- _Your task_: Please report every line in the items below that contains the string "bridge", copying each line in full. Case counts.

──────── Data in this exercise ────────

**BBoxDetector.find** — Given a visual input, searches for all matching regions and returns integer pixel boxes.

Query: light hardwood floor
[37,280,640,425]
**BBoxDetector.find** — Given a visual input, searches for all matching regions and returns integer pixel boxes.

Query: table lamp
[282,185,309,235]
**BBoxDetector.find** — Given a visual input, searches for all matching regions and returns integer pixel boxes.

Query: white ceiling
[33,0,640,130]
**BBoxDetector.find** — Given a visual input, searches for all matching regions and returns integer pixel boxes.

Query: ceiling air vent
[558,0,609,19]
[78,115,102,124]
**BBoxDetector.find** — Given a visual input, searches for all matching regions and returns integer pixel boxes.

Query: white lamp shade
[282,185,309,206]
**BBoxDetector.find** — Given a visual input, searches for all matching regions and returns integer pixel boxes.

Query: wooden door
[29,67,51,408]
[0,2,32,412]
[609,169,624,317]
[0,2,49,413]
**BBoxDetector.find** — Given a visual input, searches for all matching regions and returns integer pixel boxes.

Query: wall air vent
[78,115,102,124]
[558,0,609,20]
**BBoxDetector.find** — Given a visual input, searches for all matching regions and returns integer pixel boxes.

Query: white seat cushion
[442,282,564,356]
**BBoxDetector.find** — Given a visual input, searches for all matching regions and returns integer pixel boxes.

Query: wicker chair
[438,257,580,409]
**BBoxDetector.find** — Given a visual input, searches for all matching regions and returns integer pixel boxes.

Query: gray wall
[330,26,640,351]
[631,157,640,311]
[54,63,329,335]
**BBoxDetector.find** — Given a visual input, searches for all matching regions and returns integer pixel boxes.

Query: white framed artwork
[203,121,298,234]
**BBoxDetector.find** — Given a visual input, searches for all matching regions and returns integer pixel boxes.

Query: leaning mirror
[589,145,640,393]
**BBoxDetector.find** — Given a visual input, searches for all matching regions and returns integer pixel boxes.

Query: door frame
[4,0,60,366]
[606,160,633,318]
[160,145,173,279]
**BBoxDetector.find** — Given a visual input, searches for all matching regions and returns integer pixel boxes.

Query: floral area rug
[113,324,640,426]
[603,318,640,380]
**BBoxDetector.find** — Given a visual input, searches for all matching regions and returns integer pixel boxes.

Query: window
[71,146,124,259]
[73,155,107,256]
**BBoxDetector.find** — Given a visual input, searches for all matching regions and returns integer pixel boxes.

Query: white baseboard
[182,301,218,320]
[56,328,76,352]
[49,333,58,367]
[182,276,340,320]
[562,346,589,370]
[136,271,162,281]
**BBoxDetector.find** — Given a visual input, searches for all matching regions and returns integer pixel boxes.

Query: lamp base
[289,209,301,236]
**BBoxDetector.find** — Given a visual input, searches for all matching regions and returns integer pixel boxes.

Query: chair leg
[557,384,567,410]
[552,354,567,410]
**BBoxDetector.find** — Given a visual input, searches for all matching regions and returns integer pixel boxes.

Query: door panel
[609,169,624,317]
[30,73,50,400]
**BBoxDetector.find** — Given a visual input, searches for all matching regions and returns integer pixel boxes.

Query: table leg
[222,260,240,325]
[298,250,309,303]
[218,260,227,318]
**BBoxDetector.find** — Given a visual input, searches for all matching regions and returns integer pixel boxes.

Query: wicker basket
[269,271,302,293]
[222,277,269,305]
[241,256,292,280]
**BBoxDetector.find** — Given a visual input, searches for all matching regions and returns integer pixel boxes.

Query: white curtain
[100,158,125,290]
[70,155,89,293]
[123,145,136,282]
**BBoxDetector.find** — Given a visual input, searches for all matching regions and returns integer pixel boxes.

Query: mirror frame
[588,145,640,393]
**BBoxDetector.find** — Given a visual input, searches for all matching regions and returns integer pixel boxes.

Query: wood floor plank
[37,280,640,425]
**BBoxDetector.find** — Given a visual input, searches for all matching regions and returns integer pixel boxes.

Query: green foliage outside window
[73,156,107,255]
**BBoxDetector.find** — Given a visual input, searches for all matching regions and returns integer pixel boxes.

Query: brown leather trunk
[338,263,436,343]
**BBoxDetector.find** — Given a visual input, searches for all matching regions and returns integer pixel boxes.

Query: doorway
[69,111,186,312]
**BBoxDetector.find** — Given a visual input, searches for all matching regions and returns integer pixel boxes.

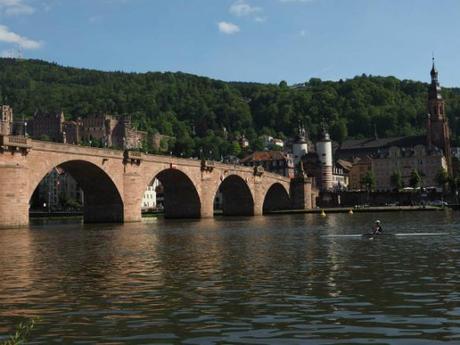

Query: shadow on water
[0,212,460,344]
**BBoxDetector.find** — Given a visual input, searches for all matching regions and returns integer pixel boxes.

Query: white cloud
[279,0,314,2]
[217,22,240,35]
[0,25,42,49]
[0,0,35,16]
[229,0,262,17]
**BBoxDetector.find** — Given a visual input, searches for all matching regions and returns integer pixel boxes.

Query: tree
[390,170,403,191]
[361,170,376,192]
[409,169,422,188]
[331,119,348,144]
[230,141,241,157]
[436,168,449,190]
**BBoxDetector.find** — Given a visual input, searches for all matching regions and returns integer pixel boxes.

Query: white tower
[292,125,308,166]
[316,127,333,190]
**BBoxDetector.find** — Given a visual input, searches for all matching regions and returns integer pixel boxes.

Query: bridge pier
[291,176,317,210]
[122,172,144,223]
[0,161,29,228]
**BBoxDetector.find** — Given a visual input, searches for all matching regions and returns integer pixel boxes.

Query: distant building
[27,112,147,149]
[0,105,13,135]
[316,126,333,190]
[371,145,447,190]
[336,60,455,190]
[238,135,249,149]
[260,135,284,150]
[28,112,65,142]
[348,156,372,190]
[142,179,160,211]
[332,159,352,190]
[240,151,295,178]
[292,125,308,166]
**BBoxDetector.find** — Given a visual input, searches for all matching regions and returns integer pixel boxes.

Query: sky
[0,0,460,87]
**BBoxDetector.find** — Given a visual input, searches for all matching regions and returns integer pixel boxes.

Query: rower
[373,220,383,235]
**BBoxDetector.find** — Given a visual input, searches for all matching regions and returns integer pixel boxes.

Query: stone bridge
[0,136,315,227]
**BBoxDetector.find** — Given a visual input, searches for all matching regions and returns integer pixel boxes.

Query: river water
[0,211,460,345]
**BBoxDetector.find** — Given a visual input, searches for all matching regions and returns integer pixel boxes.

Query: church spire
[428,56,442,102]
[430,56,438,84]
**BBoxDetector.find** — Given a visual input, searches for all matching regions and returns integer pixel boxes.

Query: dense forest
[0,59,460,158]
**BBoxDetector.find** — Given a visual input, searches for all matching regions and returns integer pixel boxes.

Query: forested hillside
[0,59,460,156]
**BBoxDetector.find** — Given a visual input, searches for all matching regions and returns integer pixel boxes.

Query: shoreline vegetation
[26,205,450,220]
[0,317,41,345]
[0,58,460,160]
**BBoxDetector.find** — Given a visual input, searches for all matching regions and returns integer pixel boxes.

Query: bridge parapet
[0,135,32,153]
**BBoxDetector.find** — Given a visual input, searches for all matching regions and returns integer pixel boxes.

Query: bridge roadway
[0,136,315,228]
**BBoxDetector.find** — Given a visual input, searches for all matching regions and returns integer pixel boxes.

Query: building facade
[240,151,295,178]
[371,145,448,191]
[336,61,452,190]
[0,105,13,135]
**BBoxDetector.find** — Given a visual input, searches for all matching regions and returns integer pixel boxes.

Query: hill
[0,59,460,157]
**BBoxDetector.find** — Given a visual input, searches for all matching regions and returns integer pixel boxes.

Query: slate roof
[338,135,426,151]
[240,151,288,163]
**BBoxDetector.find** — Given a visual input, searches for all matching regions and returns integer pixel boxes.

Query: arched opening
[149,169,201,218]
[214,175,254,216]
[263,183,291,213]
[30,160,124,223]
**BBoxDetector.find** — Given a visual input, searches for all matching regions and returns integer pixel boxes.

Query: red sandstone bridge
[0,136,315,228]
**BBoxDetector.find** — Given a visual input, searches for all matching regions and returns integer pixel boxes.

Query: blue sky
[0,0,460,86]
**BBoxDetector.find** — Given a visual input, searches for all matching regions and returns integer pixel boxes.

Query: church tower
[427,58,452,175]
[316,124,333,191]
[292,124,308,166]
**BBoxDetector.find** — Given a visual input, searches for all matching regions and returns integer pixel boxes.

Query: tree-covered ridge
[0,59,460,157]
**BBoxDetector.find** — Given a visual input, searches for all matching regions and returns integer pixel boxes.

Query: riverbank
[268,206,446,214]
[30,205,446,219]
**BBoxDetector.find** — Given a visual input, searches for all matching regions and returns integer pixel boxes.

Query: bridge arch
[263,182,291,213]
[28,159,124,223]
[217,175,254,216]
[146,168,201,218]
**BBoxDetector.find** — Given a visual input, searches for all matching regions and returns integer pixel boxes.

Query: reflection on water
[0,212,460,344]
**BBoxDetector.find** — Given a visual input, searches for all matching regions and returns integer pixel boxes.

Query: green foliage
[390,170,404,191]
[436,168,449,187]
[361,170,376,191]
[0,318,40,345]
[409,169,422,188]
[0,59,460,156]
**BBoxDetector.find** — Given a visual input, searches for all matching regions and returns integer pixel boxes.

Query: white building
[142,179,160,211]
[316,128,333,190]
[292,126,308,166]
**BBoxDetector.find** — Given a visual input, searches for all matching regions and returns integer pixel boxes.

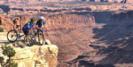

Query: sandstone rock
[1,39,58,67]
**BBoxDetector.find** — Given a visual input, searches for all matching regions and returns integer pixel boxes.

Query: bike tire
[37,30,45,45]
[7,30,17,42]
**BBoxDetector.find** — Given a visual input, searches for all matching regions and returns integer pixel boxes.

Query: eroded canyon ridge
[0,0,133,67]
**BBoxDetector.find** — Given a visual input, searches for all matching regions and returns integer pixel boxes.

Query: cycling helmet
[38,16,45,20]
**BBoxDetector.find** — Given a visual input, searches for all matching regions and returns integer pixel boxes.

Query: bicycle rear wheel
[7,30,18,42]
[36,30,45,45]
[24,35,31,46]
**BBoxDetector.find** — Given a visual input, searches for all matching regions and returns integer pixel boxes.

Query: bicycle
[7,27,24,42]
[7,25,45,46]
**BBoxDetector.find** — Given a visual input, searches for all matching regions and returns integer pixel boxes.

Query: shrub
[0,27,4,32]
[0,46,18,67]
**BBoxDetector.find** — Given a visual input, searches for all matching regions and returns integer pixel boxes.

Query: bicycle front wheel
[36,30,45,45]
[7,30,17,42]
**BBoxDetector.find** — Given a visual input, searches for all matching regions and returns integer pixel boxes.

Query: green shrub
[0,46,18,67]
[0,27,4,32]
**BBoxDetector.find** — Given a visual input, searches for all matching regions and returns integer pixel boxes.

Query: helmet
[38,16,45,20]
[45,39,51,45]
[30,17,36,23]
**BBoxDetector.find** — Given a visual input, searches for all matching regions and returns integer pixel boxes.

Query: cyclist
[36,16,46,30]
[22,18,35,35]
[13,17,20,31]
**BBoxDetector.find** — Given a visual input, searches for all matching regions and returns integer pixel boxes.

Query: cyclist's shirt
[36,20,45,28]
[23,22,34,31]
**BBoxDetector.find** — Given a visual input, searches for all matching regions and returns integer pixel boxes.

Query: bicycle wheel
[36,30,45,45]
[7,30,18,42]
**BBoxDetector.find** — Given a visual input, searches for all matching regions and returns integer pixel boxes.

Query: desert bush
[0,27,4,32]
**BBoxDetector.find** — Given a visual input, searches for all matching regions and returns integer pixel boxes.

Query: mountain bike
[7,28,24,42]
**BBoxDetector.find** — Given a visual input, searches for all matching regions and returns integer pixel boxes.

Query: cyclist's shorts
[23,30,29,35]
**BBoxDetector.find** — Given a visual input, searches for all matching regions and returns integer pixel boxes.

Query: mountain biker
[13,17,20,31]
[36,16,46,30]
[22,18,35,35]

────────

- _Exercise solution_:
Query: bridge pier
Query: stone bridge
Query: bridge parapet
Query: bridge roadway
Query: red sandstone bridge
Query: bridge arch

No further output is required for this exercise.